Change "box every occurrence" to "outline every instance" in the entries starting with the line with "Tight annotation required. Target: screw" and going on through the line with "[133,4,180,890]", then give those lines again with nothing else altered.

>>>

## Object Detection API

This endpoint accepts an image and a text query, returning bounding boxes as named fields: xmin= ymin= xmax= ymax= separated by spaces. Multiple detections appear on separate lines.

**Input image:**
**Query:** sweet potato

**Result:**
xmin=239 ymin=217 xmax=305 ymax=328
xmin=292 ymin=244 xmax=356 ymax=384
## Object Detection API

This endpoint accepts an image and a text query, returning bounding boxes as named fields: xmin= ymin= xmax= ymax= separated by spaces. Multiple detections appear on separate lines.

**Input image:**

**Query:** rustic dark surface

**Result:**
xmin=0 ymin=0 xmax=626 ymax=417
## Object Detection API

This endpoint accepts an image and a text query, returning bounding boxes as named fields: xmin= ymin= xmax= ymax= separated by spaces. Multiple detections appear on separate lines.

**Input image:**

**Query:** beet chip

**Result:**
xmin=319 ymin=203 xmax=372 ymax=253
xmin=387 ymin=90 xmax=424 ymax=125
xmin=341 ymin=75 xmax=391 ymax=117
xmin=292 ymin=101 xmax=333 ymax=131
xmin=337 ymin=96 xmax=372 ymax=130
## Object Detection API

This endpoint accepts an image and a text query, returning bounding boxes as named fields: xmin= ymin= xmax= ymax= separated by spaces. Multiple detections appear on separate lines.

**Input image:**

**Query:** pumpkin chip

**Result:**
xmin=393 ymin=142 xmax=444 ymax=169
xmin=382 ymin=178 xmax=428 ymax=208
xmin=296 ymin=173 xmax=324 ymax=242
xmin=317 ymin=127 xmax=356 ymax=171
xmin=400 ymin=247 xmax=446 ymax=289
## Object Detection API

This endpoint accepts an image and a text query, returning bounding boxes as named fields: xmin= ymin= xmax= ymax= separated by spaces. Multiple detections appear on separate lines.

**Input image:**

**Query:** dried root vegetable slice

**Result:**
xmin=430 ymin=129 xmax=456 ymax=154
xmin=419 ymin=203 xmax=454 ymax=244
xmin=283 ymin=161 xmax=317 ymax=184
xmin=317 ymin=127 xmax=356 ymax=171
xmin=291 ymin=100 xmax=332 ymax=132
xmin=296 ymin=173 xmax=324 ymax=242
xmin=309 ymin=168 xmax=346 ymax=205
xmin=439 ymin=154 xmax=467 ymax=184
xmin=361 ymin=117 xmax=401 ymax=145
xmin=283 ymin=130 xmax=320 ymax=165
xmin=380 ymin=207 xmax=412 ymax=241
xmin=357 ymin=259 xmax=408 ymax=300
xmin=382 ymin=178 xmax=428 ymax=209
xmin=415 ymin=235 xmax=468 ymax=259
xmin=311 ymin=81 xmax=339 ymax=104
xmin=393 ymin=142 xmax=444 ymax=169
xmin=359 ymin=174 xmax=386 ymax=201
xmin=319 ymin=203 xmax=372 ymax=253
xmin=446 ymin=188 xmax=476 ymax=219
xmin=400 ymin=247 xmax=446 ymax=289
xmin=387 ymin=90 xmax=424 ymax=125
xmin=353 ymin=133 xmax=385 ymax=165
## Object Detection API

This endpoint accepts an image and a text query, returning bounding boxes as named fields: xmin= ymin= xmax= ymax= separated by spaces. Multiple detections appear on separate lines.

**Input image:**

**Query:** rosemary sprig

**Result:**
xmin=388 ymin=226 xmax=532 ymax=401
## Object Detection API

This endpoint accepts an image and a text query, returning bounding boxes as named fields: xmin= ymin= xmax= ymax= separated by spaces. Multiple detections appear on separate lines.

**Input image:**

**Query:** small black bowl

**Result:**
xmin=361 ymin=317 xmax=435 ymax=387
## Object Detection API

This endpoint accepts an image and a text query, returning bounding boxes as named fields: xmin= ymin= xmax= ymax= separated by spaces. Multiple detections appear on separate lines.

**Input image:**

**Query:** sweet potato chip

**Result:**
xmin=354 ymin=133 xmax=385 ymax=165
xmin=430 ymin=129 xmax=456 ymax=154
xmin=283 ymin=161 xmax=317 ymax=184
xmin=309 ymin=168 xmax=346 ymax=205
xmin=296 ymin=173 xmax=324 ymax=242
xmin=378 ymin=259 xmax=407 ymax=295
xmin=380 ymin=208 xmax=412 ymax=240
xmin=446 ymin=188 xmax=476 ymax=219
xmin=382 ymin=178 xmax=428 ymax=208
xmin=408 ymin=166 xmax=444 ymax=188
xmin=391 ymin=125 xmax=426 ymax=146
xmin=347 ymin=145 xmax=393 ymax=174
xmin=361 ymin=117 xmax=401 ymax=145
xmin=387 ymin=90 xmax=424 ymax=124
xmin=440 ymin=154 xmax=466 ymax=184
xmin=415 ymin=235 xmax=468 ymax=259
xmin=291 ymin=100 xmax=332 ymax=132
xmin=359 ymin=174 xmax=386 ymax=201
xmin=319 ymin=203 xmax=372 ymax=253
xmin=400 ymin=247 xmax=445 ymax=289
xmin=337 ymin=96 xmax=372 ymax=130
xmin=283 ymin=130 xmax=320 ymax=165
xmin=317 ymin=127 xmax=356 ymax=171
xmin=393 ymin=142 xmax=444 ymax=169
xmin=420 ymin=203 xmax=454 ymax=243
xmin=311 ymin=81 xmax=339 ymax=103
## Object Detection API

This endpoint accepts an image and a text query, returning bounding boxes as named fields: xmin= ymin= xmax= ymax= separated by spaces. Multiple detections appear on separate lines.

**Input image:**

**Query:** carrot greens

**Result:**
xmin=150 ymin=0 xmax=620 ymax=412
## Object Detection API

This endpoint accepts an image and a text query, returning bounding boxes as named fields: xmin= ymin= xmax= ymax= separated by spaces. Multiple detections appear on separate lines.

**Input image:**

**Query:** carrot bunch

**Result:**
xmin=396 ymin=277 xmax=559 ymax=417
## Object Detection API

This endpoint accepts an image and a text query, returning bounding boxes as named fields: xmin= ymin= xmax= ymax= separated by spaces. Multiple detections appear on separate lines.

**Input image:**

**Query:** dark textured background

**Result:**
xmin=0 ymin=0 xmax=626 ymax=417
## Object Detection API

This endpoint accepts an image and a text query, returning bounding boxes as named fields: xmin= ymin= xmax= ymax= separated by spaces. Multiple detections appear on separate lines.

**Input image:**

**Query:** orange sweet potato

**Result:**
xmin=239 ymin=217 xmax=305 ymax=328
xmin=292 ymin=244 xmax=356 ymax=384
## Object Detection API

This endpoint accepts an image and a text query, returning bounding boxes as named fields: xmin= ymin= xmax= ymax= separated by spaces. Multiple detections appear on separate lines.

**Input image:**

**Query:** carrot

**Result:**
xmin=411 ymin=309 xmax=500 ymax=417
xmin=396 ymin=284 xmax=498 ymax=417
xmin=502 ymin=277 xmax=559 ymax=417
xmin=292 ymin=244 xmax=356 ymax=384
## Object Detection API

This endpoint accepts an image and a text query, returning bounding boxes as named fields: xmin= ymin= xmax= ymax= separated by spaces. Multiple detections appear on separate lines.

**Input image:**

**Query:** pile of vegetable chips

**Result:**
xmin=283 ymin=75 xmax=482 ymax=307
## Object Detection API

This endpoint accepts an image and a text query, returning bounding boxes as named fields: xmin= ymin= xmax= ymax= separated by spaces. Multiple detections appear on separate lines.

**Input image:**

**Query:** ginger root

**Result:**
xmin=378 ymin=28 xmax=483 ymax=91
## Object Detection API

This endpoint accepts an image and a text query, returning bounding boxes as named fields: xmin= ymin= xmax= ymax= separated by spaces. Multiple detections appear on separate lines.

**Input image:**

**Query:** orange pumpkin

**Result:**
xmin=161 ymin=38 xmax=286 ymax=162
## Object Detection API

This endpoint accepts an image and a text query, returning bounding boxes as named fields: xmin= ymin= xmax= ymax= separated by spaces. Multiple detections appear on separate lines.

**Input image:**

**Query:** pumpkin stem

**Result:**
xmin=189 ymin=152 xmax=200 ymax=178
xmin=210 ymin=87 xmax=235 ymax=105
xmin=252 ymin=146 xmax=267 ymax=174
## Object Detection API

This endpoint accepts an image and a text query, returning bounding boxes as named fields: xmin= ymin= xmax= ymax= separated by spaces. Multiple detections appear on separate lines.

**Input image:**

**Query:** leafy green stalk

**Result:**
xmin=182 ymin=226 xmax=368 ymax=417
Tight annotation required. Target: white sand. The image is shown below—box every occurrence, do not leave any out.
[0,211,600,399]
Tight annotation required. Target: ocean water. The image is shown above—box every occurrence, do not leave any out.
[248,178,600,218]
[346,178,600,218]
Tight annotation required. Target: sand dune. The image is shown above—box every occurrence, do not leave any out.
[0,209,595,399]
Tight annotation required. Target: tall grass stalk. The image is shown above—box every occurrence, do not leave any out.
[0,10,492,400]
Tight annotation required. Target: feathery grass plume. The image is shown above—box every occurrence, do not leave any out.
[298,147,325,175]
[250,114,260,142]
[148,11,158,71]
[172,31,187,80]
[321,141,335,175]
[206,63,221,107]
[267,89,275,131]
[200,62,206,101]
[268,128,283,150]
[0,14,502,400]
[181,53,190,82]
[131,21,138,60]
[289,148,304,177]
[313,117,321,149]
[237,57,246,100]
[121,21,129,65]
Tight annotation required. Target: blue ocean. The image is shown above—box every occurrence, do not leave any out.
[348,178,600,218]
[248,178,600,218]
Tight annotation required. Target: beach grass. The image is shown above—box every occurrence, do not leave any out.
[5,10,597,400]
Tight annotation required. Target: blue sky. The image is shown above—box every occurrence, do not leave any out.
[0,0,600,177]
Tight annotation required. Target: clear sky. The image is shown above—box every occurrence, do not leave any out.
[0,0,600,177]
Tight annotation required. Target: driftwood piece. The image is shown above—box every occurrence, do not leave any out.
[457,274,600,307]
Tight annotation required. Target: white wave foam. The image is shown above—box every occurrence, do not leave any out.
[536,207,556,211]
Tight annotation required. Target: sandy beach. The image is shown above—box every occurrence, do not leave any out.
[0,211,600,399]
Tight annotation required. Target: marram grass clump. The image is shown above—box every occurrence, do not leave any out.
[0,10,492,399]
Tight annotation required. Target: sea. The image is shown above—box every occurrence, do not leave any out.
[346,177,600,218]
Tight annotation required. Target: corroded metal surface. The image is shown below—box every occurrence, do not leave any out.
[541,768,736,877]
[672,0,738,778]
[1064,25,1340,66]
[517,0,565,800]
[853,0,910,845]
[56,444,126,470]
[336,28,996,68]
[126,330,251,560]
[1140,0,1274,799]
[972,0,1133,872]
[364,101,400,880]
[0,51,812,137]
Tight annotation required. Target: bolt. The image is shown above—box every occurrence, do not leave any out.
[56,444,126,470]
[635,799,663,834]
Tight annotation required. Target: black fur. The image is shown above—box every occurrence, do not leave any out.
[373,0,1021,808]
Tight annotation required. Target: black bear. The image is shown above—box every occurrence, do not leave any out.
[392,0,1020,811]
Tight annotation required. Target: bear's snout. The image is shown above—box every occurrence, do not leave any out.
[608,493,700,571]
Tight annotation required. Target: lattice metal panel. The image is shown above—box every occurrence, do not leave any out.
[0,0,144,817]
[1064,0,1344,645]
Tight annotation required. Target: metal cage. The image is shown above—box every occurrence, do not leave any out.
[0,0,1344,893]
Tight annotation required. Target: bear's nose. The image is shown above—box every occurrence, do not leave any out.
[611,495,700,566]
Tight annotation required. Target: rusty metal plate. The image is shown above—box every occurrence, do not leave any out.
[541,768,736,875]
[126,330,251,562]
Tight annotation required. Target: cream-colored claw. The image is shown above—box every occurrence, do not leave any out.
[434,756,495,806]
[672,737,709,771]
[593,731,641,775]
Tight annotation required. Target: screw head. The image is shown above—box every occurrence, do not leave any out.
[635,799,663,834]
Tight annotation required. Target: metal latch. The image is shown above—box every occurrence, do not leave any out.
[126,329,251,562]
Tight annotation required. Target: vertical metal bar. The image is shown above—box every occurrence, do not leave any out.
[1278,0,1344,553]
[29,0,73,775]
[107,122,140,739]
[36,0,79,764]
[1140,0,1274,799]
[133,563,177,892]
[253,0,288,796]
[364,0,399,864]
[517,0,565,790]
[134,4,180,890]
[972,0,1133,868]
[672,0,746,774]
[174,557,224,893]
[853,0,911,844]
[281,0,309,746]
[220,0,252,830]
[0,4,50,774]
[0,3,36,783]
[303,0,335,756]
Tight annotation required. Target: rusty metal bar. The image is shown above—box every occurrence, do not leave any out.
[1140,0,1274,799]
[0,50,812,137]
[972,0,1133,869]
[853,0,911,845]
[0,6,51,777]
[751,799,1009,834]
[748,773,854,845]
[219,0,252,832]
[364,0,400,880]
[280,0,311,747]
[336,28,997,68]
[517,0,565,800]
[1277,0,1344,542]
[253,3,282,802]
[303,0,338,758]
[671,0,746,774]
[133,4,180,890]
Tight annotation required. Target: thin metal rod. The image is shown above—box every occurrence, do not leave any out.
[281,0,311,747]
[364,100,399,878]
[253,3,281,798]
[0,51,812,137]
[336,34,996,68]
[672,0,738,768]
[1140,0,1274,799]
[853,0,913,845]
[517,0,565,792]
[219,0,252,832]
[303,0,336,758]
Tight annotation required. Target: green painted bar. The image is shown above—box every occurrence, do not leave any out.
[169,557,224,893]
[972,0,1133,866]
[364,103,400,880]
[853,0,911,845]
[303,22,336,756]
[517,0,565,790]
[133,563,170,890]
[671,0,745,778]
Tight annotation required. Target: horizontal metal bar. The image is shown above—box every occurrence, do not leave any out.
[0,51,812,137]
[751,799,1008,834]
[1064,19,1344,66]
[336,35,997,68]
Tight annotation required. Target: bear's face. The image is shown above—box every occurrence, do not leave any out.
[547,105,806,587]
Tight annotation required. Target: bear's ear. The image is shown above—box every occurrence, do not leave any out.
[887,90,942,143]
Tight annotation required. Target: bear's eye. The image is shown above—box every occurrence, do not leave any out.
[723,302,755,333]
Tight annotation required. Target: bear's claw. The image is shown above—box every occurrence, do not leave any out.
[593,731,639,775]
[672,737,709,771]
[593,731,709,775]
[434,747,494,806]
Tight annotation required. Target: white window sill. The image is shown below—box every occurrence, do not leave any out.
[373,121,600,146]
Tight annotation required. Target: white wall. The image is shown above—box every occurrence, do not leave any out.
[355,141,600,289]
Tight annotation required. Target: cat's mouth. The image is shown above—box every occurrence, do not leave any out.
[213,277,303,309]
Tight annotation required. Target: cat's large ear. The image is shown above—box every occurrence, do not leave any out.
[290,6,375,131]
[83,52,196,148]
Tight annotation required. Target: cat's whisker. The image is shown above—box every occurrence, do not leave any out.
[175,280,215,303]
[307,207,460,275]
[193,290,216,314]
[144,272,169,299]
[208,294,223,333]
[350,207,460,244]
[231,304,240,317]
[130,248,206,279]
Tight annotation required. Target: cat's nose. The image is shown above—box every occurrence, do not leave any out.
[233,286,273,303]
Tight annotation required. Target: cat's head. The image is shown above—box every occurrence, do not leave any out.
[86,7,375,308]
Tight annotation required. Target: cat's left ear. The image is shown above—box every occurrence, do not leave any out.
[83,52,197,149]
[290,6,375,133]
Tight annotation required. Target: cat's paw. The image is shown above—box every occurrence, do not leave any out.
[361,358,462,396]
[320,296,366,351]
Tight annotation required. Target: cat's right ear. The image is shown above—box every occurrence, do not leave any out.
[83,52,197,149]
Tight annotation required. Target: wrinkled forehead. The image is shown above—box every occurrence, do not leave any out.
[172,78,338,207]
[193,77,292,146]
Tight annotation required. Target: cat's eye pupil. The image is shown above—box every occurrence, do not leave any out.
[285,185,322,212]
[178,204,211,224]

<<<

Response →
Tight annotation required. Target: screw head. The image is shown above—outline every instance, do not leave any out.
[635,799,663,834]
Tight annotation required. Target: metal latch. The image is shown above—outline every instance, do not leave any out.
[126,329,251,562]
Tight annotation required. Target: vertical metal bar. The image is shown above—outline every instance, do not leave any out.
[1278,0,1344,553]
[29,0,73,775]
[107,122,140,739]
[36,0,79,764]
[1140,0,1274,799]
[133,563,177,892]
[253,0,288,796]
[364,0,399,864]
[517,0,565,790]
[134,4,180,890]
[972,0,1133,868]
[672,0,746,774]
[174,557,224,893]
[853,0,911,844]
[281,0,309,746]
[220,0,252,830]
[0,4,50,774]
[0,3,36,783]
[303,0,335,756]
Tight annotation required. Target: rusty metal bar. The image is shown above—outline every instance, do not leave any out.
[1140,0,1274,799]
[0,50,812,137]
[972,0,1133,869]
[853,0,911,845]
[0,6,51,777]
[751,799,1009,834]
[748,773,854,845]
[219,0,252,832]
[364,0,400,880]
[280,0,311,747]
[336,28,997,68]
[517,0,565,800]
[1277,0,1344,542]
[253,3,282,802]
[303,0,338,758]
[671,0,746,774]
[133,4,180,890]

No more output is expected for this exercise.